Only the number is wanted: how many lines in the data contain "gate"?

§ Input
__________________________________________________

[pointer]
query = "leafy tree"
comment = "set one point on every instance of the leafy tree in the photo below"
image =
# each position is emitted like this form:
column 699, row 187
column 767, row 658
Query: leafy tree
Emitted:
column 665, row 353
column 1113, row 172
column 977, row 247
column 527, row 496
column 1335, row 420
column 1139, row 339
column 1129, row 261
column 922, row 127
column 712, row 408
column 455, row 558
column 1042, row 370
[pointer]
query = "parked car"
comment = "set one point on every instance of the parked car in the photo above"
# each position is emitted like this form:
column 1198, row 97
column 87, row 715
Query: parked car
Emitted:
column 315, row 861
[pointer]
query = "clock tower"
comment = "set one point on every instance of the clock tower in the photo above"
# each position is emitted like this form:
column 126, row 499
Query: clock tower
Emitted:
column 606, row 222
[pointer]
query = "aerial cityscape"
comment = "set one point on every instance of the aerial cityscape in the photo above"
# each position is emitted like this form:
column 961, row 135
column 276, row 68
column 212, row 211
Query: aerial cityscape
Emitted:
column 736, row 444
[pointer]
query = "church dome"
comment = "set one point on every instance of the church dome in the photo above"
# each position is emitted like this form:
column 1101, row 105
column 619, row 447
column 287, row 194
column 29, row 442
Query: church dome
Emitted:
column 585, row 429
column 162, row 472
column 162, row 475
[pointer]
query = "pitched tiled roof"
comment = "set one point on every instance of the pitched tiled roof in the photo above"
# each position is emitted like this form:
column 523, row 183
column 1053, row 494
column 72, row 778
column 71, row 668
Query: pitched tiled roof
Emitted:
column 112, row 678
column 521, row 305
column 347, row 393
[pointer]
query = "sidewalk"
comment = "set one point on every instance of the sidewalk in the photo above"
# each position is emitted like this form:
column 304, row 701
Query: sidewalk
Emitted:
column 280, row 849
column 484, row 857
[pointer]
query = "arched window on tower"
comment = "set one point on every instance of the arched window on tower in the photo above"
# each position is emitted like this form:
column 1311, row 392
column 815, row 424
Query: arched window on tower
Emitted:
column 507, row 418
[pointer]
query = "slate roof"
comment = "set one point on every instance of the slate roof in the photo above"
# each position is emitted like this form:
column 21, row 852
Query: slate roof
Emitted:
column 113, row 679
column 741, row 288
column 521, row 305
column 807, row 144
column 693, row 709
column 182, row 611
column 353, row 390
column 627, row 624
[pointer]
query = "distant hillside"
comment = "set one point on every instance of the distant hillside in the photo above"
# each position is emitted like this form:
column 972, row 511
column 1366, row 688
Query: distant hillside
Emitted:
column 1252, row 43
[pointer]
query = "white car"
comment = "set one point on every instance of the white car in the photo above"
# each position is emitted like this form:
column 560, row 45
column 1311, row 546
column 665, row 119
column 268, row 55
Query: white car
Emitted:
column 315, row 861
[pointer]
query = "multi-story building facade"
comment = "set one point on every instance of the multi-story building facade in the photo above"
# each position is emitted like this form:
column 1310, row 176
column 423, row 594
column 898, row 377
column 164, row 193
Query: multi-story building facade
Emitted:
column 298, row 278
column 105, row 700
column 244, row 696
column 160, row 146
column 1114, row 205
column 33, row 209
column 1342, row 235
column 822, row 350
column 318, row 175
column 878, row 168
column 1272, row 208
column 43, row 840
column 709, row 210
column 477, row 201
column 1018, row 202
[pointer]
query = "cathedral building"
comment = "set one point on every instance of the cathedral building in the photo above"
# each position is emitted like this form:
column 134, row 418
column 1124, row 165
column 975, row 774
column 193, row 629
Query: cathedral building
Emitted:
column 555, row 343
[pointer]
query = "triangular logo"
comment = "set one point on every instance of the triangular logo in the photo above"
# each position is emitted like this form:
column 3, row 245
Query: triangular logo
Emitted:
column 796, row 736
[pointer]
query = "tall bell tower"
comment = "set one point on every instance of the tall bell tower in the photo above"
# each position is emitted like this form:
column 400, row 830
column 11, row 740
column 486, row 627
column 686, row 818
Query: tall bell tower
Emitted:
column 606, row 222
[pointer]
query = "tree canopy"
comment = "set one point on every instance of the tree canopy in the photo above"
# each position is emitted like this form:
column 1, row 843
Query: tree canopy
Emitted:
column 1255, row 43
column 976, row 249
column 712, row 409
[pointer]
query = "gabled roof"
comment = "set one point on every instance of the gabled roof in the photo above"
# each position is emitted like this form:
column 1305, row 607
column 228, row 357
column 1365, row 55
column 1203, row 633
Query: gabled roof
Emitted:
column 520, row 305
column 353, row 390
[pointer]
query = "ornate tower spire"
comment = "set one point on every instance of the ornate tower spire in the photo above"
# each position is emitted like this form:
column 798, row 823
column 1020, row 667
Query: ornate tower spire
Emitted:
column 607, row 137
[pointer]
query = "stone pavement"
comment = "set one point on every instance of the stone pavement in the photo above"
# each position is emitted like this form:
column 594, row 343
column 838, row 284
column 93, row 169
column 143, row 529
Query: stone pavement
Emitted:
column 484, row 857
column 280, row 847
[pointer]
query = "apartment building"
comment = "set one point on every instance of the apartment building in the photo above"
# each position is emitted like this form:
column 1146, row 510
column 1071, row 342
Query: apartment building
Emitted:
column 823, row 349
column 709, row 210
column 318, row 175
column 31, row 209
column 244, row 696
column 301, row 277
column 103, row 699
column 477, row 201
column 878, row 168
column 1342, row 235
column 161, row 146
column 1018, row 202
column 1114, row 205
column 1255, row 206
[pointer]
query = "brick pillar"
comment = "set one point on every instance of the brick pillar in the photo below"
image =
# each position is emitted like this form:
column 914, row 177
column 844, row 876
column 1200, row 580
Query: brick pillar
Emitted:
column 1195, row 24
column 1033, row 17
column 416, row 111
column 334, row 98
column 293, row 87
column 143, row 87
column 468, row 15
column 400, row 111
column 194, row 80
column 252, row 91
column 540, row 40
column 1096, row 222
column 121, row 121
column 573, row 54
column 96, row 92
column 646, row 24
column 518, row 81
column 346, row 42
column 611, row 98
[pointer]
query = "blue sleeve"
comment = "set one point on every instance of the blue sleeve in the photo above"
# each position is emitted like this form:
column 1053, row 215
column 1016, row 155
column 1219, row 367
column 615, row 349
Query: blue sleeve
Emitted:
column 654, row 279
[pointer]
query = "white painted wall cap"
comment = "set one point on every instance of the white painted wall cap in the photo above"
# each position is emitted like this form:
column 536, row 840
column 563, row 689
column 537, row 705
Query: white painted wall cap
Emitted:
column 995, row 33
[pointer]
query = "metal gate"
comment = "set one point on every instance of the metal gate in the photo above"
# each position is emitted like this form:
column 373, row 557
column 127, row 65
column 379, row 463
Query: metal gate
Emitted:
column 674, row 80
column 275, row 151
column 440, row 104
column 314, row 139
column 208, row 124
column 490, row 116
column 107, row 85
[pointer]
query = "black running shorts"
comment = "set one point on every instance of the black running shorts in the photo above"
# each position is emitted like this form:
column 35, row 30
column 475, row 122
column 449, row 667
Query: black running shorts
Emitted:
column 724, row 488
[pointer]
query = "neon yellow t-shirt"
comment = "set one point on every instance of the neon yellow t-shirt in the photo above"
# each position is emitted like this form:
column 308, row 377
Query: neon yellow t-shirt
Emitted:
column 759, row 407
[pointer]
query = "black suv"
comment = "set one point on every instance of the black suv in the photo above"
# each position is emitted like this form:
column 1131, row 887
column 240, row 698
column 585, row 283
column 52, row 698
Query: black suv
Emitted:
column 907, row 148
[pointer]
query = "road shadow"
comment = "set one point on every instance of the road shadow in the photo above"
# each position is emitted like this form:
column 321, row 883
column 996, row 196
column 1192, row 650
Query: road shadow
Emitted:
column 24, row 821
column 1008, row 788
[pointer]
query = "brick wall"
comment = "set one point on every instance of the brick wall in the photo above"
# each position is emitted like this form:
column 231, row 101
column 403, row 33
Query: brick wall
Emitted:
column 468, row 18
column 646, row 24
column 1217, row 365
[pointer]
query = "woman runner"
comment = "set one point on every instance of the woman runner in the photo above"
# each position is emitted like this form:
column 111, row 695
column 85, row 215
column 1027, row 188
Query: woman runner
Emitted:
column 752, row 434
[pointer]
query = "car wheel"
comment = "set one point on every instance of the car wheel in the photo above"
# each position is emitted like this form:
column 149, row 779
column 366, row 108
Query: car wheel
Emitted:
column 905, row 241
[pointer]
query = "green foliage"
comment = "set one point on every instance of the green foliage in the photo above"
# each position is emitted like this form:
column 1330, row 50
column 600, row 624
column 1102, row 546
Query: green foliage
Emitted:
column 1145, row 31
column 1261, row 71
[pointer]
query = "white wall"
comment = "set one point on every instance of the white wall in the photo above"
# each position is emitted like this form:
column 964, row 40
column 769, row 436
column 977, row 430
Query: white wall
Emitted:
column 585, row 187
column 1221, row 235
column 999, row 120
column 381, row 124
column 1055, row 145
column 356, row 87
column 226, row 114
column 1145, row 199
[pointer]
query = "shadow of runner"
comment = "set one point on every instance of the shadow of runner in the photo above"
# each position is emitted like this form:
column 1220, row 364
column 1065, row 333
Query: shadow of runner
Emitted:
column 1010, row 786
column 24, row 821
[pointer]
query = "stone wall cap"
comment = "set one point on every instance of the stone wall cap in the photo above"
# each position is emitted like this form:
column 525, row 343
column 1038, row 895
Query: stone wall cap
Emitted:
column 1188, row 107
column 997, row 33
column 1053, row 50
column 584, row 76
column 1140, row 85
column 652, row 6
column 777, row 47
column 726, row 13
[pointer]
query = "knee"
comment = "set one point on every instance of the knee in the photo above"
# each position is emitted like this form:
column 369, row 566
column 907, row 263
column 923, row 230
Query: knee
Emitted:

__________________________________________________

§ Exercise output
3